Some people have asked how they can help Arley. A dear friend of mine created a GoFundMe account for anything financial that we will need help with once we are out of the hospital and starting treatments.

You can always say any prayers, send positive vibes or good thoughts our way as well. Some people have asked if they can send cards or anything else that they would like so if you want the address for that I am more than happy to provide it.

Being a single mom I have been out of work ever since this happened. I am also missing days from school, so this is going to be really tough on us for a while. I am very positive and optimistic though that everything will work itself out one way or the other. This is definitely our responsibility but if you are feeling giving and generous just know that we are forever grateful for anything and everything no matter how big or how small.

You can find the link to her GoFundMe account here:

http://l.facebook.com/l.php?u=http%3A%2F%2Fwww.gofundme.com%2FLoveForarley&h=wAQFRqZ3M&s=1

Thanks so much everyone! xoxo

CT Scan results are in...

Arley's doctor just left. He came to deliver some news in regards to Arley's CT scan. So far, the news is good. It's isolated right now just to her neck, which is mini victory worthy. Fist pump! However, we still have to get through the bone marrow tomorrow, the pet scan on Friday and then see how she responds to treatments on Monday.

I'm holding out hope that everything continues to be on the up and up and that its all just in her neck. I also found out that they only removed 50% of the tumor for now (chemo will handle the rest) because they didn't want to risk injury to the nerves in her face. If they had, then it would have effected her smile. Which isn't that big of a deal, she will still be beautiful regardless even when she starts to lose her golden locks.

Now while I am happy that this news is good and will continue to remain positive for all future outcomes I still have to be realistic that there is the chance that further testing could not be in her favor. I hope that I am proved wrong, but if you remember from previous postings originally cancer was low on the totem pole for surgery and yet she has it. I am only human.

Anyway, I had to share this update with you all immediately because I know you all have been waiting and asking, so this is truly my last update for the evening and I will officially see you guys tomorrow. Night all.

Rough Day

Today Arley had a bone scan. While the scan itself went really well the recovery from being sedated has been less than stellar. She has had numerous meltdowns and has constantly been screaming and crying. She doesn't want you to talk to her, look at her, offer her anything to eat or drink and has been a completely different child.

....

▶ **Work required**: Reproduce word for word the stretch of the updates on Arley's illness from "Thanks so much" through "treatments on Monday.".

▶ **Recorded data**:
....

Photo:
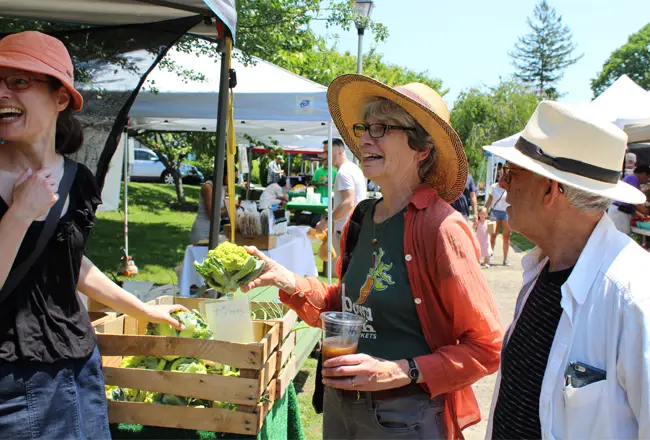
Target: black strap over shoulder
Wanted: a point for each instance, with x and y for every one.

....

▶ **Solved problem**:
Thanks so much everyone! xoxo

CT Scan results are in...

Arley's doctor just left. He came to deliver some news in regards to Arley's CT scan. So far, the news is good. It's isolated right now just to her neck, which is mini victory worthy. Fist pump! However, we still have to get through the bone marrow tomorrow, the pet scan on Friday and then see how she responds to treatments on Monday.